Rewrite all of the records below, requests included, but shift every coordinate in the answers by -67. Leave out the pictures.

▶ _Dataset records_
+ + + + +

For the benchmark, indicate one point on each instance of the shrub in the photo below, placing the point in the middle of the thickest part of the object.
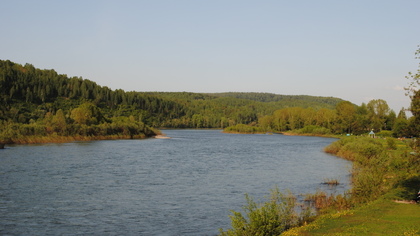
(268, 218)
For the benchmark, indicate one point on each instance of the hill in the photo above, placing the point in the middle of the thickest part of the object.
(28, 94)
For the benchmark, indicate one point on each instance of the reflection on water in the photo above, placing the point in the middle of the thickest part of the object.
(185, 185)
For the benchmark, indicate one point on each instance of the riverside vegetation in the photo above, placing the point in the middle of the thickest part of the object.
(43, 106)
(385, 176)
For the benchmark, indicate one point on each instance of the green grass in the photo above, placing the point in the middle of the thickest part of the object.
(381, 217)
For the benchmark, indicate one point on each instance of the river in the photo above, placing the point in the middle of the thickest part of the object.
(185, 185)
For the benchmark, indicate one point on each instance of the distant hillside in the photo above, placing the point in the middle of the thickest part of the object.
(287, 100)
(28, 94)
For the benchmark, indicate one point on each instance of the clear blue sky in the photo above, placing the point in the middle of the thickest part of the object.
(356, 50)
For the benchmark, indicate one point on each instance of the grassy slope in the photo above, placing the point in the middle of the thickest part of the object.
(383, 216)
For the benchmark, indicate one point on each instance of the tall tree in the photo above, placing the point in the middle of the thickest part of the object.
(414, 92)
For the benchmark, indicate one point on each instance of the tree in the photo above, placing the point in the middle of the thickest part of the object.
(346, 114)
(414, 93)
(378, 113)
(59, 122)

+ + + + +

▶ _Full solution_
For the benchmark, indicate one point on each instance of the shrub in the photo below, placing the point in the middle of the thickest part of the object.
(201, 151)
For the benchmark, indicate one point on each instance of the hill in the photo above, placing the point in the middle of the thickest part of the object.
(-39, 27)
For the benchmark, indicate one point on each instance of the reflection on water in the photo above, placing the point in the middle of the thickest part of the object.
(118, 118)
For the benchmark, indicate one point on each instance of the riverside vegetation in the photo above, placing the point in the middle of the thickest part of the object.
(-24, 39)
(318, 109)
For the benchmark, indicate one point on each instance of the green grass in the photo above, placing the point in the middle of the thickest part of the object.
(314, 150)
For the benchmark, indicate one point on each instance of the river in the photo above, placing the point in the middle of the thickest part of the object.
(118, 118)
For the benchmark, indicate one point on each instance of the distant hillside in the photo above, placing the point in the middle of the thickest part of the object.
(220, 33)
(-39, 27)
For the benchmark, indicate one point on each instance of the clear blue sky in the photo above, placing the point in the middle of the thickest part of the object.
(289, -17)
For the benchmark, indicate one point on each instance of the grassy slope in the photo above, placing the point in the middle of the thickest part of the object.
(316, 149)
For the benchmark, indicate one point on each instance of the tall tree in the photo above, placing the point in the middle of the thickest part of the object.
(347, 25)
For the benchmark, indicate one point on each instance of the tree in the photo above, placing the point in the middle of the thickest part of the object.
(279, 47)
(347, 26)
(311, 46)
(-8, 55)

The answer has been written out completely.